Document passage:
Disclaimer: Verizon employee.

Matt Meiser
10-19-2006, 8:12 PM
The only good thing about satellite internet is that its available where nothing else is. Sprint is building out a high speed cellular internet service in our area. As soon as its available we'll dump Hughesnet. The lag is annoying, but HTTPS is painfully slow--takes me about 30-45s to log into Paypal or Ebay. It also doesn't work with my VPN at work (but strangely works great with one of my client's VPN's) Mark is right--uploads are painfully slow. Downloads of large files are quick though. Just last night I downloaded iTunes (35MB) in a couple minutes.

Lee DeRaud
10-19-2006, 8:50 PM
If you aren't using the home phone to make alot of calls I would think you could bring that cost down a bit too by changing the service.Second that. That $50/mo number sounds like it includes some kind of long-distance service, which, as you say, is unnecessary with the cellphone. My landline cost is only $28 (PacBell/SBC/AT&T or whatever they're calling themselves this week)...and $7 of that is for the voice-mail.

Stated goal 1: Reproduce the stretch of the forum thread on internet and phone service from "Matt Meiser" through "a couple minutes.".
The forum thread and the listing after it are unrelated to each other.

[Collection entries]
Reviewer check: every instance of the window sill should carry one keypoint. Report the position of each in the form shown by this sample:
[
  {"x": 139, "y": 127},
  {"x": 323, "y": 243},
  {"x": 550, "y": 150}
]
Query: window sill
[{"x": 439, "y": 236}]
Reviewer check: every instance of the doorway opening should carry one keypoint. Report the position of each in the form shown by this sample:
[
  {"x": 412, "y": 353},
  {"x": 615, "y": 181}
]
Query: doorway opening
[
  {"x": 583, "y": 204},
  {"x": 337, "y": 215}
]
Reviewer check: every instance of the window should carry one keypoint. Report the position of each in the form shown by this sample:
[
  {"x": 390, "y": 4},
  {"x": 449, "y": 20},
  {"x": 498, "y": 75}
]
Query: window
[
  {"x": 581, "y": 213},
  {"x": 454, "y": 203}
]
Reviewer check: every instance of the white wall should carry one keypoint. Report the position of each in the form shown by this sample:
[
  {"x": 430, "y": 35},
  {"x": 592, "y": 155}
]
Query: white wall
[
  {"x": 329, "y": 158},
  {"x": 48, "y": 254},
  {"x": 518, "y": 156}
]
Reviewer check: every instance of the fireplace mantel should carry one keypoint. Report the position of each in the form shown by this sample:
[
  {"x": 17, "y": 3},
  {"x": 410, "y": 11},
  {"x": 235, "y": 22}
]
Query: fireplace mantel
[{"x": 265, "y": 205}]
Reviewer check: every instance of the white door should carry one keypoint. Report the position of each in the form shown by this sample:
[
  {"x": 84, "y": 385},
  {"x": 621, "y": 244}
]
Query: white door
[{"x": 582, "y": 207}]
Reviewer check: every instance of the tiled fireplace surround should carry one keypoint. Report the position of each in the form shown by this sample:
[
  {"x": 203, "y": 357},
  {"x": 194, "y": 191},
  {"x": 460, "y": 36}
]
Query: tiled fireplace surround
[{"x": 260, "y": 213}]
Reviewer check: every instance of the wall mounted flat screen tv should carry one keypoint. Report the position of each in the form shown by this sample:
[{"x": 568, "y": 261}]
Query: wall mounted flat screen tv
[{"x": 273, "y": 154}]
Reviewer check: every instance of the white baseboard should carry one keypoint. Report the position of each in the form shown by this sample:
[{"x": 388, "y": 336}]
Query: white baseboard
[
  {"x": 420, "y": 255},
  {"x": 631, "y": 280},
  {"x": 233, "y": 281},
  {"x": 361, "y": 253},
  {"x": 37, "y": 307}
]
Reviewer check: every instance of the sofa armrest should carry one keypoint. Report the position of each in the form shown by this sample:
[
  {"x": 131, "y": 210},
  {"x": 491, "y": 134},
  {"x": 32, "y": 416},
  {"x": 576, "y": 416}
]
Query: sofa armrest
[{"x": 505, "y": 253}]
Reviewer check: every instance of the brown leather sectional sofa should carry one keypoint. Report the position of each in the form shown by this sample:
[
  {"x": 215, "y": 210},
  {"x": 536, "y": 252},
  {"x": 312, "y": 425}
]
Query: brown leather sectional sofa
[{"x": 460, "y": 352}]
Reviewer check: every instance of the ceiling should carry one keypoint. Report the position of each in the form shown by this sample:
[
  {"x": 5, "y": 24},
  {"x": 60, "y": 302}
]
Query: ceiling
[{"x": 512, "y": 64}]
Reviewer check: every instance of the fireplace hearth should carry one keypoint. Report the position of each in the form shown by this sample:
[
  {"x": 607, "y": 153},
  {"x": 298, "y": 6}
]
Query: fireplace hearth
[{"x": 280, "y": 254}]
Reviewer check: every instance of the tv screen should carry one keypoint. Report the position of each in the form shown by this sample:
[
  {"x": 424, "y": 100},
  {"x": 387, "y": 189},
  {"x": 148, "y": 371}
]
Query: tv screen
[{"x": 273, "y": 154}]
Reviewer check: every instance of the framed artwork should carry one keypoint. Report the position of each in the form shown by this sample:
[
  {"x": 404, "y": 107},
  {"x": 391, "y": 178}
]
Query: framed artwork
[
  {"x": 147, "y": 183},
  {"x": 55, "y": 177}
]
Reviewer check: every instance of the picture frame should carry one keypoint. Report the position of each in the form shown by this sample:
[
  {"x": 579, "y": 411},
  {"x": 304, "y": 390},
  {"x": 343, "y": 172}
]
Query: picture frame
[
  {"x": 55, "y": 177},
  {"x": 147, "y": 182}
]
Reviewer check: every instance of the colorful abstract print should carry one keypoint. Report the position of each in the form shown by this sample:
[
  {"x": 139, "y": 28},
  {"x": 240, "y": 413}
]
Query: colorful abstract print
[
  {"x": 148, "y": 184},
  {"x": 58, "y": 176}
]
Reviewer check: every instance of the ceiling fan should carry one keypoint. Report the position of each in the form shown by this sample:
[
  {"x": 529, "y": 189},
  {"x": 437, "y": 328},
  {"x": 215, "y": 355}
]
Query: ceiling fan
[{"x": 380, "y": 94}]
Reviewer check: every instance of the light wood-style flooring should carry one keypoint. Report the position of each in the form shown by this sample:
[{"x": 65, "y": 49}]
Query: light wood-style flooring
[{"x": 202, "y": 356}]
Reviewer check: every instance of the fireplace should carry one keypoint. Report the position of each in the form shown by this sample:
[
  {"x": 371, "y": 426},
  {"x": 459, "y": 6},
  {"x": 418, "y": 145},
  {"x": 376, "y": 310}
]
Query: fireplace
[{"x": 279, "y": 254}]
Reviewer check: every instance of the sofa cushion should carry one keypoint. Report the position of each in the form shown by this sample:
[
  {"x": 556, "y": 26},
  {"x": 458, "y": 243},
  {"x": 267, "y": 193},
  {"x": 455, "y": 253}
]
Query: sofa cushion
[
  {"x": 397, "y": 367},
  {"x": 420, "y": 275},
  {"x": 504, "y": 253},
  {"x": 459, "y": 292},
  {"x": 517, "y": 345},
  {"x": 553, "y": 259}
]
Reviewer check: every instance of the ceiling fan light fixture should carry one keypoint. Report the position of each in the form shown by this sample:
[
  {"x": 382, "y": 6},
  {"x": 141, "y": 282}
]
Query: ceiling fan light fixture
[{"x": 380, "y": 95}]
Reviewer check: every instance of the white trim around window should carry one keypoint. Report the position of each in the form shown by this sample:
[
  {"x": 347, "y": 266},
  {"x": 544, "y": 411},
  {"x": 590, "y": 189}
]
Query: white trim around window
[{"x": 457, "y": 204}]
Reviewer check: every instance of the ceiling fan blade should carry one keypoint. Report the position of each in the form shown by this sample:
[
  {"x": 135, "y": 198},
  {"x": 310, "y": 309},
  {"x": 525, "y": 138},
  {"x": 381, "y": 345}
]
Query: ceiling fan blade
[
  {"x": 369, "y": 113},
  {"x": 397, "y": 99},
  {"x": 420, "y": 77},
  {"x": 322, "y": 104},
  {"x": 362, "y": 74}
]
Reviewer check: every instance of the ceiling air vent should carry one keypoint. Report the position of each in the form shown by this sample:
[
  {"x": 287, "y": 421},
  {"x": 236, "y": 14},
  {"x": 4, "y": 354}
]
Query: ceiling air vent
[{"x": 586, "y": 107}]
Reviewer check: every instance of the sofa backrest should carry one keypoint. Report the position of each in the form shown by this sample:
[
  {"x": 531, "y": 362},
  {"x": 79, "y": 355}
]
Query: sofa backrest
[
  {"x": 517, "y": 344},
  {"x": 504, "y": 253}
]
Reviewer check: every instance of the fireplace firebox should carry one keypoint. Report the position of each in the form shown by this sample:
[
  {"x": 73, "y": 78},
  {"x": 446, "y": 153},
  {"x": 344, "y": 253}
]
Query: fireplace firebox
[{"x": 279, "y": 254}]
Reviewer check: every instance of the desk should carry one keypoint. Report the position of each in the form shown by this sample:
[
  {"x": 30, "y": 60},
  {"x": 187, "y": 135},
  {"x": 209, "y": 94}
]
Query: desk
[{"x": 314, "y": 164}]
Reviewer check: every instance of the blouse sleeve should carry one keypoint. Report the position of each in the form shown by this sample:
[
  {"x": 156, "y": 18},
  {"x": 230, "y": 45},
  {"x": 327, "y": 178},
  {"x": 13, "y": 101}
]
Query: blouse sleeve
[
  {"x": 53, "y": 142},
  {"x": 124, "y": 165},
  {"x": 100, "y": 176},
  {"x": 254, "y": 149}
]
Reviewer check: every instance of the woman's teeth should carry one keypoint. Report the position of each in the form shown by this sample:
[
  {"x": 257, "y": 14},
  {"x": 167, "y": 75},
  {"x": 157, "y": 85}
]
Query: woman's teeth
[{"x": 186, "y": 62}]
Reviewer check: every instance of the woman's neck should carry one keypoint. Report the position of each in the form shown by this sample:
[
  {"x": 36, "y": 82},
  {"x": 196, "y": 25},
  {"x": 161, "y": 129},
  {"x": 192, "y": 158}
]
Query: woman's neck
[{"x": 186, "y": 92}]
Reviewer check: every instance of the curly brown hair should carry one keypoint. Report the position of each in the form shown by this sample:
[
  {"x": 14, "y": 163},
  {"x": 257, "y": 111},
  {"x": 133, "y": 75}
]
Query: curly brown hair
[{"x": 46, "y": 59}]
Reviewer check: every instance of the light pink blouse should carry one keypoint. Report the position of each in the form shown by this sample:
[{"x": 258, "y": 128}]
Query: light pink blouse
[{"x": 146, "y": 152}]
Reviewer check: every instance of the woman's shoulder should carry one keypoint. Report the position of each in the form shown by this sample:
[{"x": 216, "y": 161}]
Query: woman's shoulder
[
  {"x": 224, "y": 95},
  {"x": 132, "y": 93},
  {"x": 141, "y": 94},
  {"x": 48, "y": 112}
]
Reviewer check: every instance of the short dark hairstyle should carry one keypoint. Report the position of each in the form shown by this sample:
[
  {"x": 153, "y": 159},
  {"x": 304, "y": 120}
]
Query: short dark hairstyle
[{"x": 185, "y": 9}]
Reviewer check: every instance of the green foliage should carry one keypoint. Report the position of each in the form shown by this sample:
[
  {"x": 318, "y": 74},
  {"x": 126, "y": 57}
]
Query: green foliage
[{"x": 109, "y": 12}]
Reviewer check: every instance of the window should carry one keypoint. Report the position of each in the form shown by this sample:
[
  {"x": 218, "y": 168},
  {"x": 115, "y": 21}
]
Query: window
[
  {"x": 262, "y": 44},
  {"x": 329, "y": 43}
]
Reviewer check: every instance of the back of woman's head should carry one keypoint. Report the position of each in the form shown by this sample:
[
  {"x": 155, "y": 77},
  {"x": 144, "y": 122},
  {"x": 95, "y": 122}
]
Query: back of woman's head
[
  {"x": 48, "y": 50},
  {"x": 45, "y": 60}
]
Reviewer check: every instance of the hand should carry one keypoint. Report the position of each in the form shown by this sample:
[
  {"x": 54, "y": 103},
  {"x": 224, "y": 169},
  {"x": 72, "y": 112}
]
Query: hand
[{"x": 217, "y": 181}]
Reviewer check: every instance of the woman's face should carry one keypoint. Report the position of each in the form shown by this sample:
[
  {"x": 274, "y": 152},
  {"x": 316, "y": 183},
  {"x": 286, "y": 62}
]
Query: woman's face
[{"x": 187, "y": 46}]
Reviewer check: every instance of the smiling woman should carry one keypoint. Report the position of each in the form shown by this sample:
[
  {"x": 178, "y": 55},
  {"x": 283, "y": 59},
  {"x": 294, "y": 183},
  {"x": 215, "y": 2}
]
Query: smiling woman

Stated goal 2: Pull out each line of the listing that contains the string "ceiling".

Written answer 1:
Matt Meiser
10-19-2006, 8:12 PM
The only good thing about satellite internet is that its available where nothing else is. Sprint is building out a high speed cellular internet service in our area. As soon as its available we'll dump Hughesnet. The lag is annoying, but HTTPS is painfully slow--takes me about 30-45s to log into Paypal or Ebay. It also doesn't work with my VPN at work (but strangely works great with one of my client's VPN's) Mark is right--uploads are painfully slow. Downloads of large files are quick though. Just last night I downloaded iTunes (35MB) in a couple minutes.

Written answer 2:
Reviewer check: every instance of the ceiling should carry one keypoint. Report the position of each in the form shown by this sample:
Query: ceiling
Reviewer check: every instance of the ceiling fan should carry one keypoint. Report the position of each in the form shown by this sample:
Query: ceiling fan
Reviewer check: every instance of the ceiling fan light fixture should carry one keypoint. Report the position of each in the form shown by this sample:
Query: ceiling fan light fixture
Reviewer check: every instance of the ceiling fan blade should carry one keypoint. Report the position of each in the form shown by this sample:
Query: ceiling fan blade
Reviewer check: every instance of the ceiling air vent should carry one keypoint. Report the position of each in the form shown by this sample:
Query: ceiling air vent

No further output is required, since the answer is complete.